Records to process:
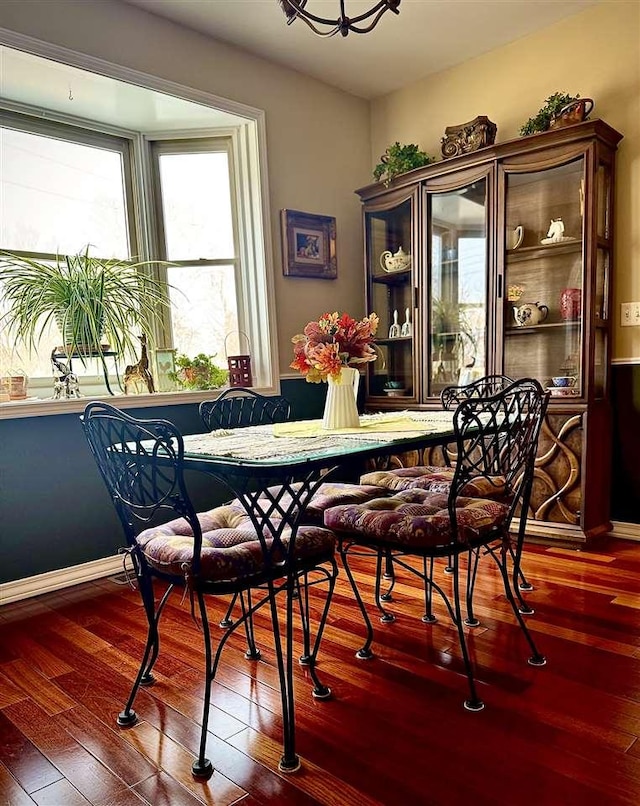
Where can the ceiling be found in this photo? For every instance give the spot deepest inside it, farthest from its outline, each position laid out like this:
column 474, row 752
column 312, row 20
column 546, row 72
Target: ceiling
column 426, row 37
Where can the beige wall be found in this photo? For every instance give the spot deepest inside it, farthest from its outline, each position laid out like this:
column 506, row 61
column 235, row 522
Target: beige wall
column 596, row 54
column 317, row 137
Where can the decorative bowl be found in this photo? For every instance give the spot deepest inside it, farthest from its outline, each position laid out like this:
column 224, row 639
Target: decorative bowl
column 564, row 380
column 563, row 391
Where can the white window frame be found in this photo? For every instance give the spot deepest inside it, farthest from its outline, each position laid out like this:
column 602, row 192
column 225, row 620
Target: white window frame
column 256, row 297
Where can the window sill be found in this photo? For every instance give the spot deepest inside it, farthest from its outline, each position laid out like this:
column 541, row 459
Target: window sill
column 43, row 407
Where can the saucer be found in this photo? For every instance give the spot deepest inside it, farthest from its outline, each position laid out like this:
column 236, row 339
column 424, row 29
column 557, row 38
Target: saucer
column 564, row 239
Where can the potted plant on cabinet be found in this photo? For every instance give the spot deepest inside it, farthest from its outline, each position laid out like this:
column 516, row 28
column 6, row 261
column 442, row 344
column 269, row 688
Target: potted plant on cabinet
column 399, row 159
column 98, row 304
column 559, row 109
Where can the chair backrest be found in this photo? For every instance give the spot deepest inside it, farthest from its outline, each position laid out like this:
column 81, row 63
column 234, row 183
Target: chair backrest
column 497, row 439
column 238, row 407
column 488, row 386
column 141, row 462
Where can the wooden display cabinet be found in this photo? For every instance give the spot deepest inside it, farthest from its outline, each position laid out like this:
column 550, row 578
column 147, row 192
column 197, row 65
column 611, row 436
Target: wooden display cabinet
column 511, row 266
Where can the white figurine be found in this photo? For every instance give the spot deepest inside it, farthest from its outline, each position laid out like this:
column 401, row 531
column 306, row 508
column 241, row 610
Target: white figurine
column 405, row 330
column 394, row 330
column 556, row 230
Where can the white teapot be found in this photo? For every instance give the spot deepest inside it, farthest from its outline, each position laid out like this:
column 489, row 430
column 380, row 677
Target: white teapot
column 528, row 314
column 395, row 262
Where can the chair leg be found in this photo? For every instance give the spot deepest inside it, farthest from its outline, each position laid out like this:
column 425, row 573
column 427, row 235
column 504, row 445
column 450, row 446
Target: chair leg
column 128, row 716
column 386, row 617
column 202, row 767
column 289, row 762
column 474, row 703
column 252, row 653
column 520, row 582
column 364, row 653
column 429, row 617
column 310, row 654
column 226, row 621
column 473, row 555
column 537, row 658
column 390, row 574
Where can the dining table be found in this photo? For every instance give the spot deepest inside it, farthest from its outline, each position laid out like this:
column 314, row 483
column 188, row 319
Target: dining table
column 285, row 463
column 274, row 470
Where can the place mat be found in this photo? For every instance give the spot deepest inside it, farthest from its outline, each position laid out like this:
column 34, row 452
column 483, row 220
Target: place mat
column 291, row 440
column 384, row 427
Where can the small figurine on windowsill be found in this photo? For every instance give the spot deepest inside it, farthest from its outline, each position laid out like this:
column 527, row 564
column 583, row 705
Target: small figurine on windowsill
column 66, row 386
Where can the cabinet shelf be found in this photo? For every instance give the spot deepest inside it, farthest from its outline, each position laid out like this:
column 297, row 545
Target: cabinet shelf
column 545, row 326
column 396, row 340
column 393, row 278
column 523, row 253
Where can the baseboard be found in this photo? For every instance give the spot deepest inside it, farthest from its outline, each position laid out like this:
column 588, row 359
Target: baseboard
column 66, row 577
column 625, row 531
column 57, row 580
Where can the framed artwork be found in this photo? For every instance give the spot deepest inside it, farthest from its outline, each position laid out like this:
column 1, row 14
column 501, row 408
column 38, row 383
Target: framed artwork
column 309, row 245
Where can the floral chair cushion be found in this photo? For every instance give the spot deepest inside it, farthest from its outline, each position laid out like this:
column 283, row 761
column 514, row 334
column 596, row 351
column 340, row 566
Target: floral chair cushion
column 329, row 494
column 230, row 545
column 414, row 519
column 434, row 479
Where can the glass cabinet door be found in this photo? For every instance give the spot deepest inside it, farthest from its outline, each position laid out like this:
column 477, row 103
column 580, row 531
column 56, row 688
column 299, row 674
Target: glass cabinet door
column 457, row 309
column 392, row 297
column 544, row 277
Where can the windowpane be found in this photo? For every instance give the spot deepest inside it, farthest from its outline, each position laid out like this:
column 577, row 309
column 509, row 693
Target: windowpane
column 196, row 202
column 57, row 196
column 204, row 309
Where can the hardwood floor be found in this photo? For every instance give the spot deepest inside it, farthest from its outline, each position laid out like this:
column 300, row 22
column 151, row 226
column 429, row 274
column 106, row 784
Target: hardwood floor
column 395, row 731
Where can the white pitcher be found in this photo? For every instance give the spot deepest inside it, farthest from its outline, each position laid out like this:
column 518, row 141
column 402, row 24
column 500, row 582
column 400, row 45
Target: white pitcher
column 340, row 409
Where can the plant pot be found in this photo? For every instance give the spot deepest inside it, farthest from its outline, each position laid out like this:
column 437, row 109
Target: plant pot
column 575, row 112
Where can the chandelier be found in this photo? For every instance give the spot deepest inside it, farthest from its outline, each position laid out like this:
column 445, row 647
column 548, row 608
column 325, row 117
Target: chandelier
column 361, row 24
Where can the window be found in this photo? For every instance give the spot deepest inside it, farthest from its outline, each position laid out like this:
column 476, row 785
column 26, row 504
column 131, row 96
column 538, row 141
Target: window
column 199, row 207
column 61, row 189
column 197, row 228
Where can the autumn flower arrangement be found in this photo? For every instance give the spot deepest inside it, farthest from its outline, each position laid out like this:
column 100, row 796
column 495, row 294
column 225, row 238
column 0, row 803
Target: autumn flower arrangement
column 334, row 341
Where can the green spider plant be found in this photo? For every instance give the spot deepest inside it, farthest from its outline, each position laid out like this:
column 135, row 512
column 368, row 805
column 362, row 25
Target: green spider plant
column 99, row 304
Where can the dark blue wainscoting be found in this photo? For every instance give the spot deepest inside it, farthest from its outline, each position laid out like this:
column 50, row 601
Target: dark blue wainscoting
column 55, row 512
column 54, row 508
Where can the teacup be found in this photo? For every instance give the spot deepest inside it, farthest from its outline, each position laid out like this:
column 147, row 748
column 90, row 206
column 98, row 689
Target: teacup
column 515, row 237
column 564, row 380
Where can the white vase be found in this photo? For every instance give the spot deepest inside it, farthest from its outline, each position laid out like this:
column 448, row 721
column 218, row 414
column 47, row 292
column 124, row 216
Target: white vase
column 340, row 410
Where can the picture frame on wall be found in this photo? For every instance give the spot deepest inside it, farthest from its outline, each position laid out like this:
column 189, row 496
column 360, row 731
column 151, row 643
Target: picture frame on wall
column 309, row 245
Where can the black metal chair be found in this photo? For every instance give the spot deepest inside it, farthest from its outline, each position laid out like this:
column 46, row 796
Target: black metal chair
column 238, row 407
column 210, row 553
column 496, row 442
column 436, row 478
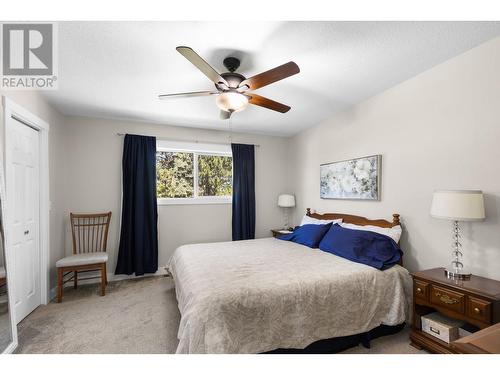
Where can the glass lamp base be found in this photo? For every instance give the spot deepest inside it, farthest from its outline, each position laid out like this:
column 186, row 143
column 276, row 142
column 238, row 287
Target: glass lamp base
column 453, row 273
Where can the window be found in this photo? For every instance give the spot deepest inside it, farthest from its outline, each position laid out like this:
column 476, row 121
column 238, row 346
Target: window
column 193, row 173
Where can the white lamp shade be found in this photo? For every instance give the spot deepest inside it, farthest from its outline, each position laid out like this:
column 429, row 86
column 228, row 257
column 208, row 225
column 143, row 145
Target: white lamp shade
column 286, row 200
column 461, row 205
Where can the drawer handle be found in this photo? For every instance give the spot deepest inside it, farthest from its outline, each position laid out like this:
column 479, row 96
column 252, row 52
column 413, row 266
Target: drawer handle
column 446, row 299
column 436, row 331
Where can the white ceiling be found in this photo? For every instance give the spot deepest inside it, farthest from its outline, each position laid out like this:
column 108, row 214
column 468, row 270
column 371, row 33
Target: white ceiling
column 117, row 69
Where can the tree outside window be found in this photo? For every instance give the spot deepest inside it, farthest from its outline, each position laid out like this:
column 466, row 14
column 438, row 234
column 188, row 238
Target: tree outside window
column 177, row 174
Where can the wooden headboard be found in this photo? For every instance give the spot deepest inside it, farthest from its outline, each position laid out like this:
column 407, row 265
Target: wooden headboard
column 358, row 220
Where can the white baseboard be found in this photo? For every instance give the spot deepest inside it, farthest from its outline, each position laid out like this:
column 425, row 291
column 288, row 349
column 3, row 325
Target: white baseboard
column 10, row 349
column 111, row 277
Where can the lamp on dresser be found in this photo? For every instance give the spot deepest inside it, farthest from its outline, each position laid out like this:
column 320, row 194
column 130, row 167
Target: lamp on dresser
column 458, row 205
column 286, row 201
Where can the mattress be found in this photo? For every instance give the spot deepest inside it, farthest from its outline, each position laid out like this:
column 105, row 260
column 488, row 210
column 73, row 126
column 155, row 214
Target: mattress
column 259, row 295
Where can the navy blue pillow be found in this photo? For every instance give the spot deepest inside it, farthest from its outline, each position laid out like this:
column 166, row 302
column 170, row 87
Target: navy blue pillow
column 309, row 234
column 370, row 248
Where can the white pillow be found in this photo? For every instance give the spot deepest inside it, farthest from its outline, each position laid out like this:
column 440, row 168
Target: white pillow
column 394, row 232
column 310, row 220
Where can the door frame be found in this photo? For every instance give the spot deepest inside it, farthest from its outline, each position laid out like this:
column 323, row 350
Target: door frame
column 12, row 110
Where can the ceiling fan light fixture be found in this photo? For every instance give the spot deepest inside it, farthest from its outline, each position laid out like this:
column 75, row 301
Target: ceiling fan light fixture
column 231, row 101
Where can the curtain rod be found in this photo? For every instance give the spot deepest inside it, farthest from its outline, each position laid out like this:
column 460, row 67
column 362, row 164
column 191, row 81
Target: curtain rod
column 181, row 140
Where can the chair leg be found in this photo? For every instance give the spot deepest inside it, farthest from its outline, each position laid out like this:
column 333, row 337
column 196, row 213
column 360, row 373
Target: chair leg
column 106, row 273
column 103, row 279
column 59, row 284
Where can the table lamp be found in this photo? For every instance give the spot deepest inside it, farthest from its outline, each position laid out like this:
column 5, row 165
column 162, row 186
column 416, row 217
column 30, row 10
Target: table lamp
column 458, row 205
column 286, row 201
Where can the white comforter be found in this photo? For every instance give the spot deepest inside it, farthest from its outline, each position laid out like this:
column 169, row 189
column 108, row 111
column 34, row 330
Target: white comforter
column 259, row 295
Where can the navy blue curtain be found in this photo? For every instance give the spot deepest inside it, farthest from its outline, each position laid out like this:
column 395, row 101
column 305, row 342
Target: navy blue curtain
column 138, row 251
column 243, row 192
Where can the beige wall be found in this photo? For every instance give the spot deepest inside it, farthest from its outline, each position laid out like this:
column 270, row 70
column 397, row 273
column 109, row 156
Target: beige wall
column 36, row 104
column 92, row 168
column 438, row 130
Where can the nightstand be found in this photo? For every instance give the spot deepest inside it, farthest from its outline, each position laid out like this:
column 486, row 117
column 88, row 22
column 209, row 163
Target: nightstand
column 279, row 232
column 475, row 301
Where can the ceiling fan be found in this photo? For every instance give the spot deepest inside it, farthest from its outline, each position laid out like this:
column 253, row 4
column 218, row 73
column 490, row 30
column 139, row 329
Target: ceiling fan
column 234, row 91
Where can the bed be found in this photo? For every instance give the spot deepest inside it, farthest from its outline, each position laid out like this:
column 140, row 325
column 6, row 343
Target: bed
column 262, row 295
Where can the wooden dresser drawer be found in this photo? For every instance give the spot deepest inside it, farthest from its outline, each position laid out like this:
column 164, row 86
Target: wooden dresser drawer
column 421, row 290
column 447, row 298
column 479, row 309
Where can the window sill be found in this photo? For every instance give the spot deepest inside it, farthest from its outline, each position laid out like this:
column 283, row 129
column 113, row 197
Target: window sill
column 189, row 201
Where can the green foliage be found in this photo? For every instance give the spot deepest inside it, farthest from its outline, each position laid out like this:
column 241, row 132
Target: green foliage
column 175, row 175
column 215, row 175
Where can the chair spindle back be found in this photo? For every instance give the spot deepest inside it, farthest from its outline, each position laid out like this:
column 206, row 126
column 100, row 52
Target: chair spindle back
column 90, row 232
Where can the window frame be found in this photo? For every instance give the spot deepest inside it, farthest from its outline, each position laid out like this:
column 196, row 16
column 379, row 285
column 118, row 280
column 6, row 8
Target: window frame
column 195, row 149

Task objective:
Copy the rows word for word, from their start down through the line containing "column 256, row 297", including that line, and omit the pictures.

Correct answer:
Where can the ceiling be found in this photo? For every instance give the spot deepest inside it, farthest from its outline, each position laid out like this:
column 474, row 752
column 312, row 20
column 546, row 72
Target: ceiling
column 426, row 37
Where can the beige wall be found in this photo? For every instance give the spot deepest inside it, farthest from its outline, each position laid out like this:
column 506, row 61
column 235, row 522
Target: beige wall
column 596, row 54
column 317, row 137
Where can the decorative bowl be found in this photo? For every instance give the spot deepest inside it, farthest from its outline, each position laid out like this:
column 224, row 639
Target: decorative bowl
column 564, row 380
column 563, row 391
Where can the white window frame be found in this photo? For every instance give the spot deepest inside it, farthest from its outline, each position laid out like this:
column 602, row 192
column 225, row 620
Target: white window frame
column 256, row 297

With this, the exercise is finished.